## Provided text
:::::

Health

No Global Increase in Suicides During Early Months of COVID

Deaths from suicide either stayed the same or dropped in 21 high- and upper-middle-income countries, including a handful of American states, in the first few months of the COVID-19 pandemic compared with expected levels, according to an analysis of preliminary data.

In fact, in 12 countries or areas, there was statistical evidence of a decrease from what was expected based on pre-pandemic years, reported Jane Pirkis, PhD, director of the Centre for Mental Health at the University of Melbourne, and colleagues.

The 12 areas that saw a decrease in suicides were California, Illinois, and Texas in the U.S.; New South Wales, Australia; Alberta and British Columbia, Canada; Chile; Leipzig, Germany; Japan; New Zealand; South Korea; and Ecuador, they noted in Lancet Psychiatry.

As COVID-19 began to ravage the globe last year, clinicians and mental health experts worried that suicides would skyrocket as loved ones became ill or lost jobs and despair became widespread.

National efforts to support mental health interventions, fiscal programs that buffered loss of income, and other factors perhaps shielded some people from suicidal ideation, the authors noted.

“Communities might have actively tried to support at-risk individuals, people might have connected in new ways, and some relationships might have been strengthened by households spending more time with each other,” they wrote.

For the study, the researchers culled statistics from government sources and used an interrupted time-series analysis to model the trend in suicides each month before COVID-19 (Jan. 1, 2019 to March 31, 2020) in each area, comparing the expected number of suicides with the observed number of suicides in the early months of the pandemic (April 1 to July 31, 2020).

Countries or areas within countries were included if statistics on suicides were available by month and they had a population of at least 3 million residents.

:::::

## Directions
The article on suicides in the early COVID months names several places that saw a decrease. List every one of those places that is a part of a country, such as a state, province, or city, rather than a whole country. Rely only on the article about suicides during the early COVID months.

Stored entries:
:::::

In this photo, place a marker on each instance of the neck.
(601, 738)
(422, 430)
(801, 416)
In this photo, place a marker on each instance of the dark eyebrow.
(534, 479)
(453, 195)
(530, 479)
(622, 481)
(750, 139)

:::::

## Completed task
- California, U.S.
- Illinois, U.S.
- Texas, U.S.
- New South Wales, Australia
- Alberta, Canada
- British Columbia, Canada
- Leipzig, Germany